TASK BRIEF - Answer with one figure only, the number of lines below in which "trunk" occurs.

--- RECORD SET ---

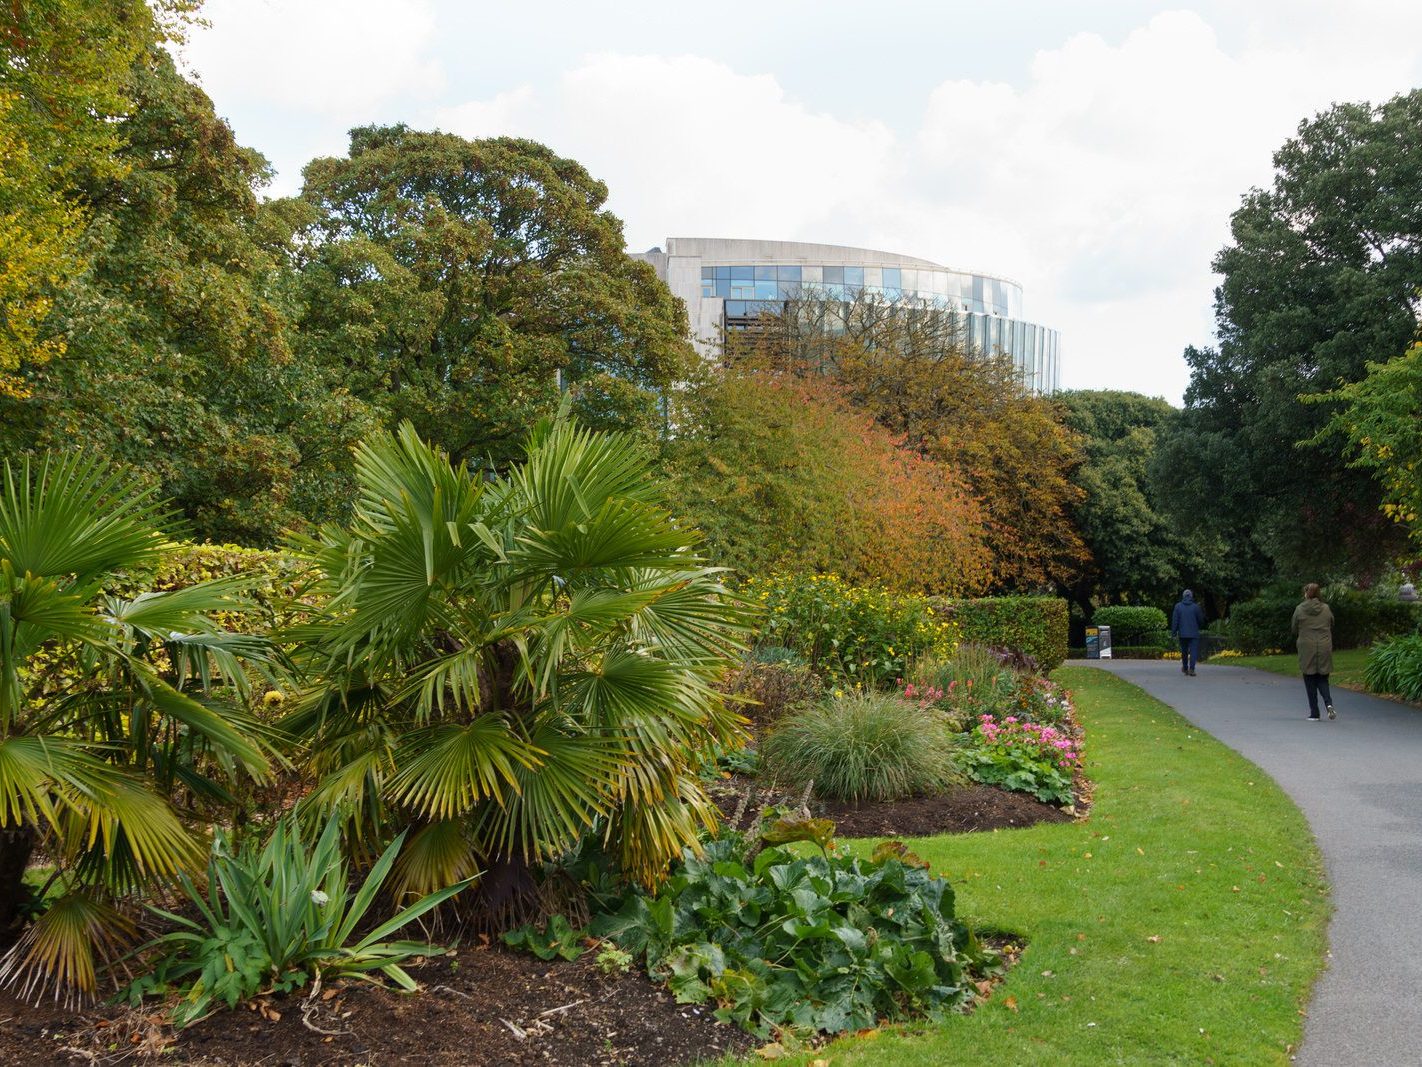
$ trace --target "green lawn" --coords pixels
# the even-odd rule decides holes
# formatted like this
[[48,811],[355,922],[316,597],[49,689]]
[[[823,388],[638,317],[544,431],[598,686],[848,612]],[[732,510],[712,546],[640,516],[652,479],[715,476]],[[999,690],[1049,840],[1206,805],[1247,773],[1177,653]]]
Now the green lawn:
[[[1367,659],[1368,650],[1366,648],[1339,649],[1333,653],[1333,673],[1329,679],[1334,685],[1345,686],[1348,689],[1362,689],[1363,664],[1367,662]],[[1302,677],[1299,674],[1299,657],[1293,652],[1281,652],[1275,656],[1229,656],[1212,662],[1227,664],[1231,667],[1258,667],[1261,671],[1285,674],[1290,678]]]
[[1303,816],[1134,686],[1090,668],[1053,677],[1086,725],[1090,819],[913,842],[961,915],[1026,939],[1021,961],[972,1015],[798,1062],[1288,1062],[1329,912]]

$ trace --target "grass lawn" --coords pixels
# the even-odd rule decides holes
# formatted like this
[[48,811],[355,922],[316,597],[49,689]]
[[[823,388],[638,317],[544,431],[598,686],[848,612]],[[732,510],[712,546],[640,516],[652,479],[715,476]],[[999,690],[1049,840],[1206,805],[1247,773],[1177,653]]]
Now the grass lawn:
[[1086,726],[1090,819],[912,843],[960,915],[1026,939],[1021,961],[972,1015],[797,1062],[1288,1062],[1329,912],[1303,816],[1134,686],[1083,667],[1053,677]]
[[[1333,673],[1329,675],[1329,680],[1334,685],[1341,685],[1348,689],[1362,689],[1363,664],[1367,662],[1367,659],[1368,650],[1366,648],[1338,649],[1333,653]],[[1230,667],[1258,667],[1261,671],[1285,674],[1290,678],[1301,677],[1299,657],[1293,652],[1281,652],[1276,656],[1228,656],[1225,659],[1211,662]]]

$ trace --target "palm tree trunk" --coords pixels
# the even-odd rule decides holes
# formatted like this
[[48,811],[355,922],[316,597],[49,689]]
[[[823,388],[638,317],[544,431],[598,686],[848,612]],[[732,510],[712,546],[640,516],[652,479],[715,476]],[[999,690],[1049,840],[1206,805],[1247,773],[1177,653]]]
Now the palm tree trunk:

---

FINAL ANSWER - 2